### [Stated goal]
Identify each line in the listing below that contains the word "cluster" and copy those lines, treating uppercase and lowercase letters as distinct.

Excerpts from a dataset on object pointing:

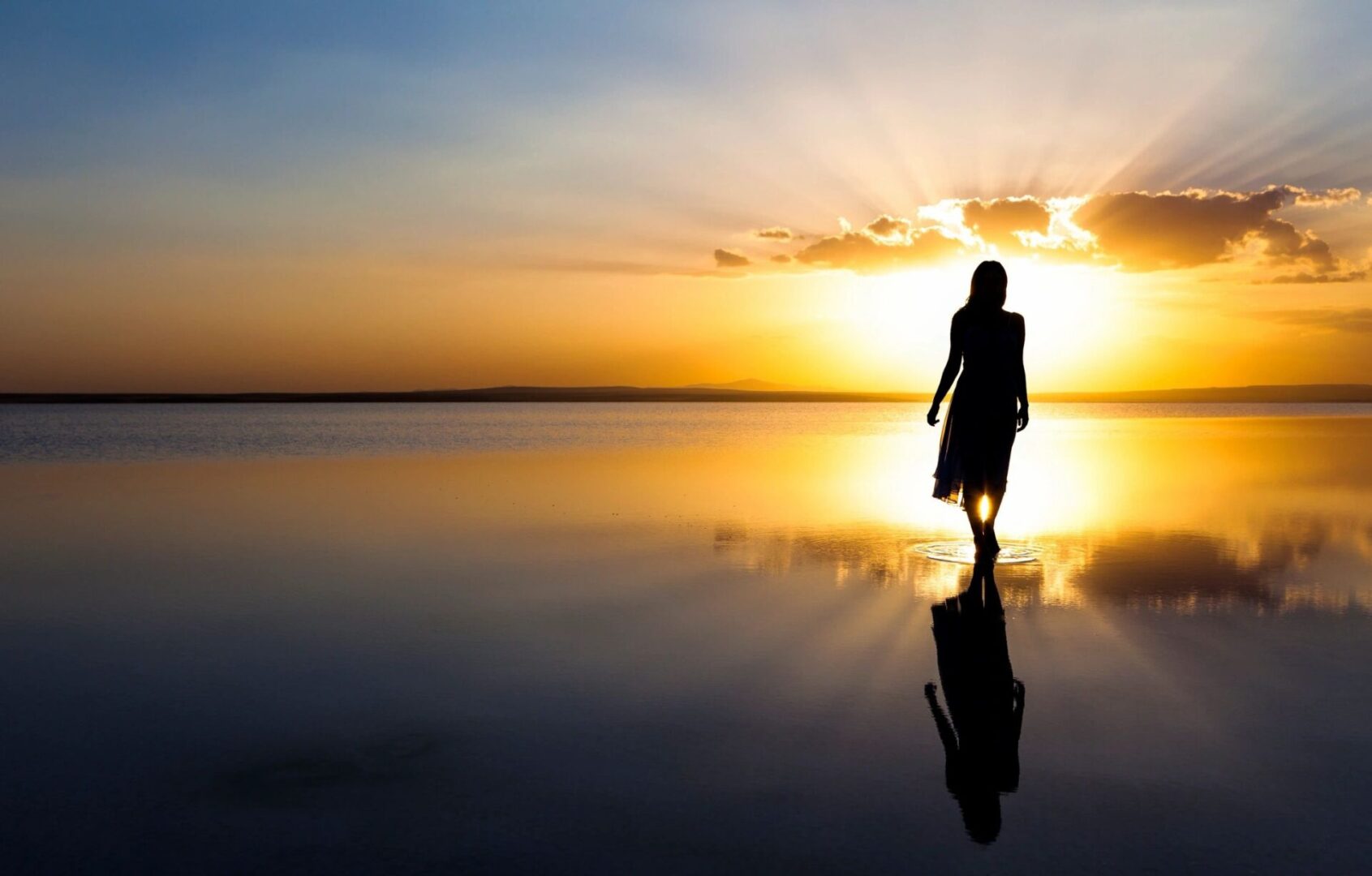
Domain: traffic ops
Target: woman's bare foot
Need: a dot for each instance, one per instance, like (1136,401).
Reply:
(990,542)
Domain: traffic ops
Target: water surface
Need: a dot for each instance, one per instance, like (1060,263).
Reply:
(671,638)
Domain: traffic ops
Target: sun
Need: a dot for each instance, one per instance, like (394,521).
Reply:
(897,323)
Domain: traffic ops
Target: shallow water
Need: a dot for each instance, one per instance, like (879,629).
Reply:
(673,639)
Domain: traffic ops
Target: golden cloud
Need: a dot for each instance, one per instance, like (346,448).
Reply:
(776,234)
(1131,230)
(724,258)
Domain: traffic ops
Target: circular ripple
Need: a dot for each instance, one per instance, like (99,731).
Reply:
(966,552)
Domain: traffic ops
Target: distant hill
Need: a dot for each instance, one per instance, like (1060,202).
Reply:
(759,385)
(1247,395)
(703,393)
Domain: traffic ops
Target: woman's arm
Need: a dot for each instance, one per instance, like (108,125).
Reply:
(945,732)
(951,369)
(1021,389)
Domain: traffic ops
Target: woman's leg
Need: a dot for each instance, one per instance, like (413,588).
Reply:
(973,502)
(996,498)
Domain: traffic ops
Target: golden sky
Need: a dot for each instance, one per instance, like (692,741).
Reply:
(631,194)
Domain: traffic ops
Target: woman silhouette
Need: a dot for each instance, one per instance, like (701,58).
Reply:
(987,345)
(980,731)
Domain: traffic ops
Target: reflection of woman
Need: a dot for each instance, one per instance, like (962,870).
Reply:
(985,703)
(987,346)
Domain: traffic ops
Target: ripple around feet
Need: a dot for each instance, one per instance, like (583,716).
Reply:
(966,552)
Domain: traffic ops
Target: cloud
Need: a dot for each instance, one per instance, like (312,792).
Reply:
(724,258)
(1357,320)
(1155,232)
(1008,220)
(1131,230)
(776,234)
(885,244)
(1323,198)
(1353,276)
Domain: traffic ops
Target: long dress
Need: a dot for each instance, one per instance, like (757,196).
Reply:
(980,425)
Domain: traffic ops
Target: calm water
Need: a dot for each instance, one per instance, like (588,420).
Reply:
(653,638)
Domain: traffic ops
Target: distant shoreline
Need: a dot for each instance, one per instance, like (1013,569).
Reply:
(1302,393)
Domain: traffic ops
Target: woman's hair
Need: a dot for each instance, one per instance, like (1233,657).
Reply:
(988,287)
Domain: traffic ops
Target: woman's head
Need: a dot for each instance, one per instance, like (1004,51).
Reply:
(988,287)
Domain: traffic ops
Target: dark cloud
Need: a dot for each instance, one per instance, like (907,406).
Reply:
(1357,320)
(776,234)
(889,228)
(1133,230)
(1323,198)
(1353,276)
(724,258)
(996,221)
(1155,232)
(1146,232)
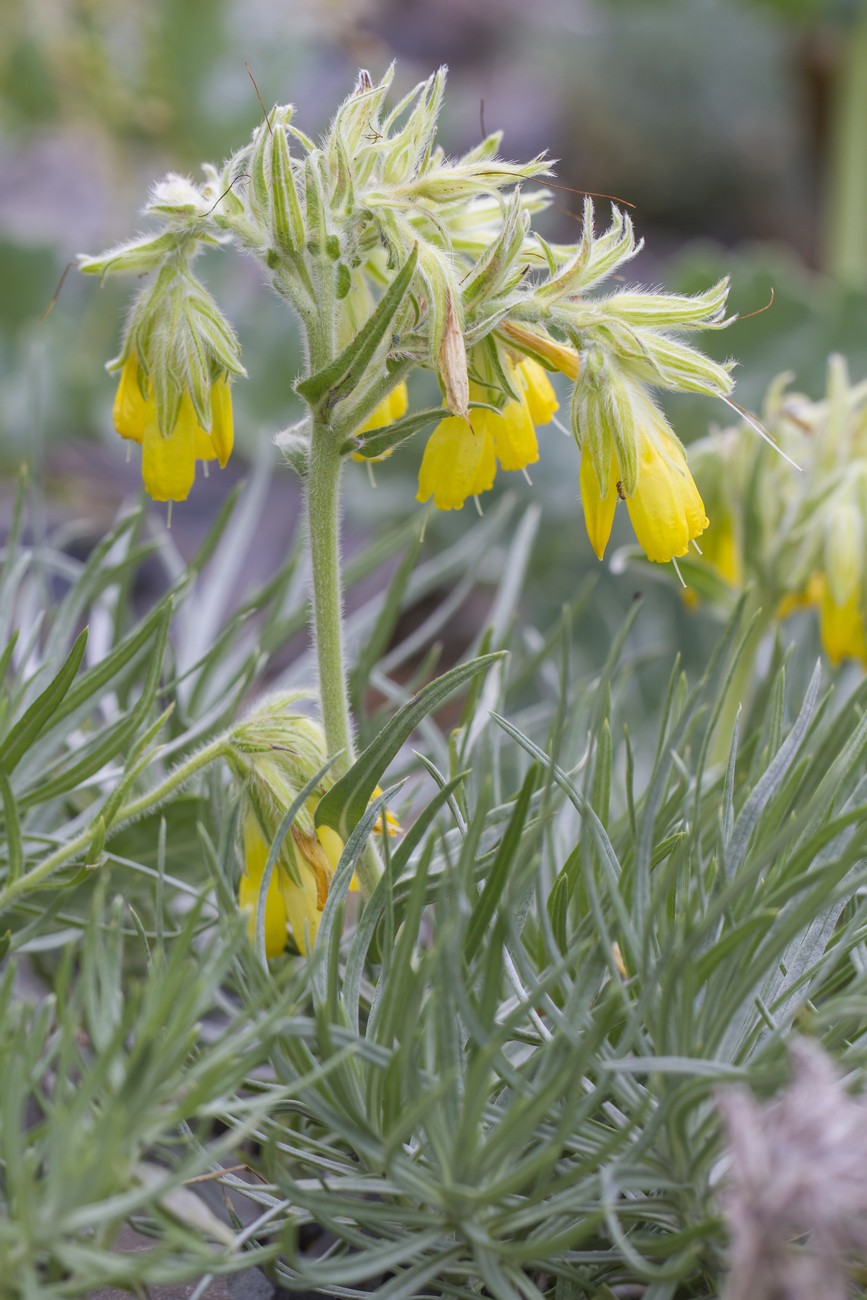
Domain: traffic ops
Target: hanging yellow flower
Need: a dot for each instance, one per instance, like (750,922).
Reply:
(169,464)
(391,408)
(841,627)
(666,508)
(460,458)
(300,880)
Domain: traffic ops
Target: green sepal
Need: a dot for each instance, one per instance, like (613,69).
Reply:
(345,372)
(380,441)
(345,804)
(286,219)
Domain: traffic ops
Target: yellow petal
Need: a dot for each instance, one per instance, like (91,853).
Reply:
(399,402)
(302,898)
(222,429)
(512,433)
(666,508)
(250,885)
(378,417)
(598,510)
(541,397)
(131,410)
(842,628)
(169,464)
(459,462)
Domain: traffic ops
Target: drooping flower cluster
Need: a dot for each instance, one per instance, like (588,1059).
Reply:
(797,537)
(395,256)
(278,752)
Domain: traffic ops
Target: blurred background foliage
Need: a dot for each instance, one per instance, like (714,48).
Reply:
(728,124)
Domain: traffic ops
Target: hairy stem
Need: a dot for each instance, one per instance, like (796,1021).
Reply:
(324,541)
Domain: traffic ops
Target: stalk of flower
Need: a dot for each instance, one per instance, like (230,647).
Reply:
(388,411)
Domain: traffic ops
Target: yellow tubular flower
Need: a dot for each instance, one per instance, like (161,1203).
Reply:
(666,508)
(390,410)
(841,627)
(538,394)
(460,458)
(598,510)
(297,893)
(168,464)
(459,462)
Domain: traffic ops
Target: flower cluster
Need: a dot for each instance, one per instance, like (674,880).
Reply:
(797,537)
(395,256)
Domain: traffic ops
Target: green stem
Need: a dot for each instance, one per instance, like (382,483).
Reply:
(845,252)
(326,627)
(324,541)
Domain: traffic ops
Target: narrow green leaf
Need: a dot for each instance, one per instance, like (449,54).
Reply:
(345,804)
(27,727)
(503,863)
(13,830)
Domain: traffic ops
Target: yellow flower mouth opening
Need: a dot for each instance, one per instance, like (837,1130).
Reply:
(169,464)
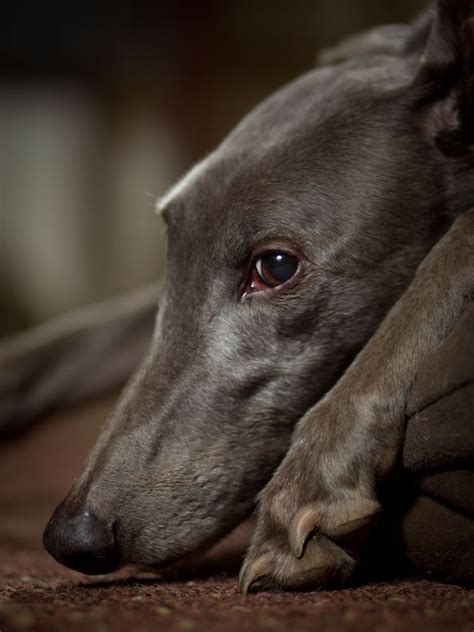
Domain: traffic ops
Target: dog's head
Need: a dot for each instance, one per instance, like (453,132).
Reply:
(287,245)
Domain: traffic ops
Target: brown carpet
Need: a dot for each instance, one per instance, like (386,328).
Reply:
(38,594)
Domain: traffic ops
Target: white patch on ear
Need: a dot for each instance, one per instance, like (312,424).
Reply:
(191,176)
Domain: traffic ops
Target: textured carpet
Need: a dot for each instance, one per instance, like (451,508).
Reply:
(38,594)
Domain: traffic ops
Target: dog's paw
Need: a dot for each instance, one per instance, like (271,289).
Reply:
(271,562)
(314,516)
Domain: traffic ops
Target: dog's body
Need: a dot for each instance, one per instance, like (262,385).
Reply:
(289,246)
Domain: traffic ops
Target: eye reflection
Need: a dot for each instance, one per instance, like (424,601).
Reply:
(271,270)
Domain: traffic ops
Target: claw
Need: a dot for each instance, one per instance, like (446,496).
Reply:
(303,526)
(253,570)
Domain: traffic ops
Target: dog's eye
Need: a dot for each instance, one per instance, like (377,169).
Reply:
(271,270)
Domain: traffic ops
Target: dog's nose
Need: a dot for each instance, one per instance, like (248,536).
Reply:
(82,542)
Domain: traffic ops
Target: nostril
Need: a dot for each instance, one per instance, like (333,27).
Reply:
(82,541)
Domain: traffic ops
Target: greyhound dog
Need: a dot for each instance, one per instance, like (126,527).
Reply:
(315,259)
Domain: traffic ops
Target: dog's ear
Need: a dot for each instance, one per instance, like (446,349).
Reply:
(444,85)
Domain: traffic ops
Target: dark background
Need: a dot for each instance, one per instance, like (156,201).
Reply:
(104,104)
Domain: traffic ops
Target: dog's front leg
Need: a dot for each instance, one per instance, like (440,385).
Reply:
(344,446)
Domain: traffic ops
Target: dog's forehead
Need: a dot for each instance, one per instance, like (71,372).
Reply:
(294,129)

### [Response]
Target: drooping flower cluster
Target: flower cluster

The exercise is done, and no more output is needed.